--- START ---
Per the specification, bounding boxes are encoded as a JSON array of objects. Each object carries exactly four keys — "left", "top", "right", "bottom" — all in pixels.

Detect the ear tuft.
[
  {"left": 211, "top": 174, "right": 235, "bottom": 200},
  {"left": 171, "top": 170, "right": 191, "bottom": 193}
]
--- END ---
WHAT YOU NEED TO DO:
Edit the material above so that "specification" reads "annotation guidelines", and leave everything else unchanged.

REPLY:
Per the annotation guidelines, bounding boxes are encoded as a JSON array of objects. Each object carries exactly four keys — "left", "top", "right", "bottom" — all in pixels.

Detect the ear tuft.
[
  {"left": 211, "top": 174, "right": 235, "bottom": 200},
  {"left": 171, "top": 170, "right": 191, "bottom": 193}
]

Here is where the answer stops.